## TO DO
Rescale the records from their start through the line containing "[(0, 437), (0, 486), (26, 486), (80, 462), (88, 451)]", writing every line out again, requests included, with each coordinate in the answers multiplied by 1.1 and rounded to a whole number (halves round up). Give only those lines.

(Labeled region records)
==================================================
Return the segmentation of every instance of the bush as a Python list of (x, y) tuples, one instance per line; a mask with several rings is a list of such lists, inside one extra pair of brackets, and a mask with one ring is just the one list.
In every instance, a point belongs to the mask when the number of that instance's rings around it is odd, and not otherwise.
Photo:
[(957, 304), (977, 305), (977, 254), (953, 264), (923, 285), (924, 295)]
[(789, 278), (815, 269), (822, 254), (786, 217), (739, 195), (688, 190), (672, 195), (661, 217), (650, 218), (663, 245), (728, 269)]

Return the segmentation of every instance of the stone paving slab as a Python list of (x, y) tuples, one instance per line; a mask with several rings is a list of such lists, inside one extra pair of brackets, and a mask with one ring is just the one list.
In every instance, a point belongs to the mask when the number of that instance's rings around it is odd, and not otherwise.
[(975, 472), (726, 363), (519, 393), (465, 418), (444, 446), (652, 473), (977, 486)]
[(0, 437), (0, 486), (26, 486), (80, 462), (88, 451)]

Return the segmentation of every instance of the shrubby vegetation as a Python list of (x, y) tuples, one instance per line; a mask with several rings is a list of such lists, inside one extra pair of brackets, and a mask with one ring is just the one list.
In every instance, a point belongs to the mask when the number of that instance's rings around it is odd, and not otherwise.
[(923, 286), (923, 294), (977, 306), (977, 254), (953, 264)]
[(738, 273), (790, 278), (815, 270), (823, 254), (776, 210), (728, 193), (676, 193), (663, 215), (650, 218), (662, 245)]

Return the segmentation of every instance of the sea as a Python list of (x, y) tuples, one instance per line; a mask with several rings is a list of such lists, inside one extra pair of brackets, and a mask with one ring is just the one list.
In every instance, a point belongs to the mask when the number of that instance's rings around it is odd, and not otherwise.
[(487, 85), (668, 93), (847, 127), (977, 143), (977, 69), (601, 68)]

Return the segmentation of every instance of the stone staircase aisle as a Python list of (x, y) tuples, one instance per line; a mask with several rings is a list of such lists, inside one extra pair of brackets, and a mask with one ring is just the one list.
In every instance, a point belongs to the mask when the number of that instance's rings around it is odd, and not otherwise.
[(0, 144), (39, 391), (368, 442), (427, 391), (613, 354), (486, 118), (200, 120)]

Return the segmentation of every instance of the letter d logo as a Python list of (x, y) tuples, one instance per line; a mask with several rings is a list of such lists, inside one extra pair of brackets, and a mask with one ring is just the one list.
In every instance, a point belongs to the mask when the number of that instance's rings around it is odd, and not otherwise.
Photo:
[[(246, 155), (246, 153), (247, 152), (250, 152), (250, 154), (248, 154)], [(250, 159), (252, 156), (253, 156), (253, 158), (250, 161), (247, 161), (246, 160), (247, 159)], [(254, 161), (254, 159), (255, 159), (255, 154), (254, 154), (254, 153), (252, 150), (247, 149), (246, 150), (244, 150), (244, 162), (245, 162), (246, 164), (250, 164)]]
==================================================
## WRITTEN RESPONSE
Return the segmentation of every instance of the bush as a Python list of (x, y) tuples, one instance per line; a mask with several rings is a list of such lists, inside one extra pair of brackets, and a mask with one ring is just the one list.
In every instance, a point belongs to the mask when the number of that instance's rings around it is odd, and not otherwise.
Photo:
[(1053, 334), (1075, 336), (1075, 279), (1048, 290), (1015, 314), (1016, 325)]
[(868, 306), (897, 296), (904, 279), (865, 239), (813, 215), (757, 209), (739, 215), (727, 239), (715, 240), (729, 270), (801, 296)]

Return the segmentation of every instance of the stone paving slab as a Python list of (x, y) tuples, one instance per line; a mask with several rings is a list of such lists, inside one extra pair of brackets, and a mask with one ring is just the one list.
In every instance, a point belongs to the mask when the number of that instance's rings around it is odd, and not otherwise.
[(1073, 519), (799, 399), (571, 432), (512, 460), (488, 491), (717, 520), (1075, 535)]
[(0, 481), (0, 535), (29, 535), (88, 508), (97, 496)]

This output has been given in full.